_EXERCISE_: All of the records should be given back exactly and in full.
── MATERIAL FOR THIS TASK
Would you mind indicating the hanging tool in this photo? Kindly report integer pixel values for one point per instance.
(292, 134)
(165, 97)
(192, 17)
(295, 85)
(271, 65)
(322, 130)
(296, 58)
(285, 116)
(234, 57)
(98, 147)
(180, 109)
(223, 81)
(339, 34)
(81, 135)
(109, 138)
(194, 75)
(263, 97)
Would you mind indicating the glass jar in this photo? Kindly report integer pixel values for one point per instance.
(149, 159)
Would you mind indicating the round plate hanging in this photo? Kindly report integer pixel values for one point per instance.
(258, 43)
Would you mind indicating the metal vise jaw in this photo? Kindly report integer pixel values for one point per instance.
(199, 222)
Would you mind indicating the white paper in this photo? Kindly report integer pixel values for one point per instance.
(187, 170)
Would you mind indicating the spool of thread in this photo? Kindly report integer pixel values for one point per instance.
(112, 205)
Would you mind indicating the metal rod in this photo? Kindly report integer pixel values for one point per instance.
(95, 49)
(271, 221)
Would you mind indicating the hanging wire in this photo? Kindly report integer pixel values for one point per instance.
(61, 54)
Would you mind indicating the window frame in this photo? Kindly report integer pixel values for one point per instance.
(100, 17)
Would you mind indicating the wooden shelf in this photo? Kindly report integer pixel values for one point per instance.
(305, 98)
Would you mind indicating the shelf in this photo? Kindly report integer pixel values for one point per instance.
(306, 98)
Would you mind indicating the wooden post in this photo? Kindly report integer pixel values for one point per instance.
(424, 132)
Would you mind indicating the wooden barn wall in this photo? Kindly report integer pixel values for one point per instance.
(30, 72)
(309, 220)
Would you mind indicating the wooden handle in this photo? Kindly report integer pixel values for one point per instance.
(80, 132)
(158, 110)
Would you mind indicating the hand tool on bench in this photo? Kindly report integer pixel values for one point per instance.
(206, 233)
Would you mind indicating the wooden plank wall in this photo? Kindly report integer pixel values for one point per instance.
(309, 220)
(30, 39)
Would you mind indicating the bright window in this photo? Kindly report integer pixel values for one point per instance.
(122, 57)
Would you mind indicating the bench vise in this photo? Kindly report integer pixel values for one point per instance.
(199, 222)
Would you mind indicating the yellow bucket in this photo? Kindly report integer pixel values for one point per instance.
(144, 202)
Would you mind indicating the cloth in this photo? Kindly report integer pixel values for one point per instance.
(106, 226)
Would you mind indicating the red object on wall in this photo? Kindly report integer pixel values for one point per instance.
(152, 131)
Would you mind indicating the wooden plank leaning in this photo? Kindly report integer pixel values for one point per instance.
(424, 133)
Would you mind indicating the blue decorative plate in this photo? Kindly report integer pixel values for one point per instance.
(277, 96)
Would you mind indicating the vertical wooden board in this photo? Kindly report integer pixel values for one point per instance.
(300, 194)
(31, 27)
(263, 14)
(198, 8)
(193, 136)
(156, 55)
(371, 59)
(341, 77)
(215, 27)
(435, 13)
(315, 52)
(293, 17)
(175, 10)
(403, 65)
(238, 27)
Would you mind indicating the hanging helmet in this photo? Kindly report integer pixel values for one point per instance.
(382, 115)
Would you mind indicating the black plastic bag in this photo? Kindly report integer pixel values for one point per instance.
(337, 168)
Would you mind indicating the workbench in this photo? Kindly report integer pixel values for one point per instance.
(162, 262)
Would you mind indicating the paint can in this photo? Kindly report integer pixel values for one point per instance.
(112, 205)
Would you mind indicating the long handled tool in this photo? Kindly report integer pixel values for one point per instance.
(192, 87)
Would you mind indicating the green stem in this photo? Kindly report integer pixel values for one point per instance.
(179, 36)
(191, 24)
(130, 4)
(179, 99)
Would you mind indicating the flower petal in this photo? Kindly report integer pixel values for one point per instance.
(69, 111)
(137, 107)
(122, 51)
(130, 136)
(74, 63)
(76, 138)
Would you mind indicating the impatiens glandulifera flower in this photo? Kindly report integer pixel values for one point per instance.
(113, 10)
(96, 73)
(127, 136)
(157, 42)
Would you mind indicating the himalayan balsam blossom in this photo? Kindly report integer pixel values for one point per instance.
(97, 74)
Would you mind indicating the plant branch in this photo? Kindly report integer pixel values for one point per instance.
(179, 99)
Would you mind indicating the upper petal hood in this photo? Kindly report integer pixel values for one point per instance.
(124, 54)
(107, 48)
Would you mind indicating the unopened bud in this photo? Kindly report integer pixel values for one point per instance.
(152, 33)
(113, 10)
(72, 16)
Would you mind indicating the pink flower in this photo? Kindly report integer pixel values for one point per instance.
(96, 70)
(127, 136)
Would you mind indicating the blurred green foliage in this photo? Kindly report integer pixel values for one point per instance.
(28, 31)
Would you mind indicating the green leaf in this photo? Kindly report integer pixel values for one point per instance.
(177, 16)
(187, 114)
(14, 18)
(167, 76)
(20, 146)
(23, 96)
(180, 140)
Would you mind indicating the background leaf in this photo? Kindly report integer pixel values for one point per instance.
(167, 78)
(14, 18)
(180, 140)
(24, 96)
────
_RESULT OF THE EXERCISE_:
Would you mind indicating the hanging tool in this photo? Kindly report integer pixel values for one point per instance.
(292, 134)
(165, 97)
(192, 17)
(295, 85)
(271, 65)
(322, 130)
(296, 58)
(285, 116)
(234, 57)
(98, 147)
(180, 109)
(223, 81)
(339, 34)
(81, 135)
(109, 138)
(194, 75)
(263, 97)
Would you mind indicating the glass jar in this photo? Kindly report integer pixel values for one point per instance.
(149, 159)
Would you mind indicating the round plate hanging in this photo? Kindly report integer pixel values for one point per instance.
(258, 43)
Would you mind indicating the metal vise jaw in this photo? Kindly report integer pixel values for one point per instance.
(199, 222)
Would you mind indicating the white paper in this photo? Kindly report integer pixel values for one point per instance.
(187, 170)
Would you mind indicating the spool of thread in this photo? Kindly report integer pixel values for one point per instance.
(112, 205)
Would you mind indicating the metal rod in this photo? Kindly report integer pixel values for one point per instance.
(95, 49)
(271, 221)
Would you mind indicating the hanging wire in this photo? Kindly report integer pixel values for one point per instance.
(61, 54)
Would you mind indicating the window frame in this photo? Kindly report integer pixel values for one point per instance.
(100, 17)
Would you mind indicating the wooden shelf in this photo? Kindly report integer pixel values for one point per instance.
(305, 98)
Would you mind indicating the shelf in this photo? Kindly report integer pixel values for one point per instance.
(306, 98)
Would you mind indicating the wooden post in this photo? Kindly report integer pixel values for one point per instance.
(424, 132)
Would you mind indicating the wooden barn wall in this photo? Kindly report integer pixel values for one point per instance.
(30, 72)
(309, 220)
Would you mind indicating the wooden handle in this photo? Kindly report integer pixel values for one point per instance.
(80, 132)
(158, 110)
Would you mind indicating the hand tool on bench in this photo? Kindly report integer pixel values for one point per instance.
(206, 233)
Would you mind indicating the wooden plank wall in this photo? Kindly report integer pixel values for one point per instance.
(309, 220)
(30, 39)
Would you mind indicating the bright window in this photo? Kindly report integer pixel values for one point per instance.
(122, 57)
Would you mind indicating the bench vise in this photo? Kindly report integer pixel values for one point per instance.
(199, 222)
Would you mind indicating the yellow bucket in this photo? Kindly report integer pixel values for one point per instance.
(144, 202)
Would you mind indicating the cloth in this photo? Kindly report integer pixel values for one point per instance.
(106, 226)
Would you mind indicating the red object on wall in this photo? Kindly report integer pixel values for one point per instance.
(152, 131)
Would you mind indicating the wooden plank leaning in this photo? Kindly report integer pixel values for one point per instance.
(424, 133)
Would you mind indicating the blue decorative plate in this photo? Kindly report integer pixel values for one point per instance.
(277, 96)
Would you mind indicating the vertical wooden board in this photo? Kindly report integer pixel values for one point per instance.
(300, 194)
(31, 27)
(263, 14)
(198, 8)
(193, 136)
(156, 55)
(371, 59)
(341, 77)
(215, 27)
(435, 13)
(315, 52)
(293, 17)
(175, 10)
(403, 65)
(238, 27)
Would you mind indicating the hanging helmet in this photo? Kindly report integer pixel values for one point per instance.
(382, 115)
Would you mind indicating the black plastic bag in this photo? Kindly report integer pixel values for one point per instance.
(337, 168)
Would you mind indicating the workbench in this photo? Kindly report integer pixel values for one point per instance.
(162, 262)
Would you mind indicating the paint can in this photo? Kindly report integer pixel values for one point per instance.
(112, 205)
Would you mind indicating the long handled tool in this photo? Kindly report integer pixel values for one point per instance.
(192, 87)
Would you mind indicating the green stem in this photo? Kindly report integer pixel values for one point per instance.
(179, 36)
(191, 24)
(130, 4)
(179, 99)
Would you mind indicating the flower petal in this photo? Kindly report integer pixel values for one point per instance.
(69, 111)
(137, 107)
(122, 51)
(130, 136)
(74, 63)
(76, 138)
Would you mind indicating the impatiens glandulifera flower in this photo? Kindly report integer pixel values for one point per instance.
(113, 10)
(96, 73)
(127, 136)
(157, 42)
Would you mind indicating the himalayan balsam blossom in this photo? Kindly report integer pixel values for one point per instance.
(97, 74)
Would you mind indicating the plant branch in this photo? Kindly report integer pixel values for one point per instance.
(179, 99)
Would you mind indicating the upper petal hood in this photo? Kindly report integer pixel values for one point per instance.
(124, 54)
(107, 48)
Would you mind indicating the unopened bud in this photo? Kindly report integer pixel values for one point per instance.
(152, 33)
(113, 10)
(72, 16)
Would you mind indicating the pink flower in this photo? Kindly report integer pixel values for one point per instance.
(96, 70)
(127, 136)
Would you mind indicating the blurred green foliage in this photo? Kindly report integer pixel values for one point per instance.
(28, 31)
Would you mind indicating the green leaf in this photo? Kindly report integer pixel values for one point per instance.
(177, 16)
(187, 114)
(14, 18)
(167, 76)
(20, 146)
(23, 96)
(180, 140)
Would you mind indicating the background leaf in this photo? Kindly report integer pixel values for one point per instance.
(167, 78)
(14, 18)
(180, 140)
(24, 96)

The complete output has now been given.